» **TASK DATA**
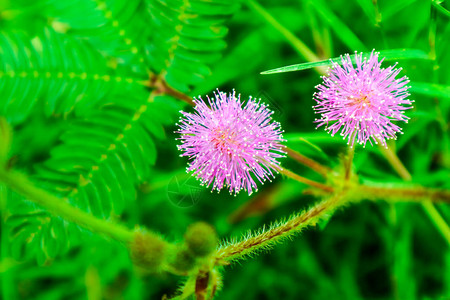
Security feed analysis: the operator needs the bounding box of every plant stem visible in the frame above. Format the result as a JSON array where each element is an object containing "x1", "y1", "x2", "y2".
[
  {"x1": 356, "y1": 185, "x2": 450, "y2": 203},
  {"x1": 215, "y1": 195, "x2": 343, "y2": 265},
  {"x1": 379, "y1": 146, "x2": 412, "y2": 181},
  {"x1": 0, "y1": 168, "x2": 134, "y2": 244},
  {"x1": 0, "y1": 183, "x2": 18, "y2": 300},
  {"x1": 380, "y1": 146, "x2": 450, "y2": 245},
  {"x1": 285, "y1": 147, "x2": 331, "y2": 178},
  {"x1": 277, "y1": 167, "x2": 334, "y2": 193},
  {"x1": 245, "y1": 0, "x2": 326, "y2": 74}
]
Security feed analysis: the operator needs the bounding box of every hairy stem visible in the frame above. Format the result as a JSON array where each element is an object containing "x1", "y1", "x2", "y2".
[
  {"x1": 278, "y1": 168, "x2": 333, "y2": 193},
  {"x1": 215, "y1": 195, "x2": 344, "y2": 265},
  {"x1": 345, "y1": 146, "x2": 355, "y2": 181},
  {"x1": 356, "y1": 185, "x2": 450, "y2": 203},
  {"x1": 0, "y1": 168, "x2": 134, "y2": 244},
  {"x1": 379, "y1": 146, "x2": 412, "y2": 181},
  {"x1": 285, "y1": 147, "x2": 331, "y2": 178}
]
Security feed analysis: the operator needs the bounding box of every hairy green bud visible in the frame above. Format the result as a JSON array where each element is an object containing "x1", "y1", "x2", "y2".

» **REQUEST**
Can you output all of the records above again, word for word and unchanged, but without the pictures?

» **FULL RESPONSE**
Security feed analysis: the operator needs the bounding box of every plant stem visible in the frame above. Format the result as a JSON array where each element is an object containing "x1", "y1", "x2", "y2".
[
  {"x1": 356, "y1": 185, "x2": 450, "y2": 203},
  {"x1": 215, "y1": 195, "x2": 343, "y2": 265},
  {"x1": 379, "y1": 146, "x2": 412, "y2": 181},
  {"x1": 0, "y1": 168, "x2": 134, "y2": 244},
  {"x1": 0, "y1": 183, "x2": 18, "y2": 300},
  {"x1": 380, "y1": 146, "x2": 450, "y2": 245},
  {"x1": 285, "y1": 147, "x2": 331, "y2": 178},
  {"x1": 277, "y1": 167, "x2": 334, "y2": 193},
  {"x1": 245, "y1": 0, "x2": 326, "y2": 74}
]
Security feed analysis: the operator needs the bounding box of every hairy stem visible in the frame above. Format the result as a JSON array where each element is an object containing "x1", "y1", "x2", "y2".
[
  {"x1": 278, "y1": 168, "x2": 333, "y2": 193},
  {"x1": 215, "y1": 195, "x2": 344, "y2": 265},
  {"x1": 345, "y1": 146, "x2": 355, "y2": 181},
  {"x1": 356, "y1": 185, "x2": 450, "y2": 203},
  {"x1": 0, "y1": 168, "x2": 134, "y2": 244},
  {"x1": 379, "y1": 146, "x2": 412, "y2": 181},
  {"x1": 285, "y1": 147, "x2": 331, "y2": 178}
]
Security feed analysis: the operator needs the bounding box of every hairy green bud visible in the frame above. Format the result as a JSON array where each element is an object containing "x1", "y1", "x2", "y2".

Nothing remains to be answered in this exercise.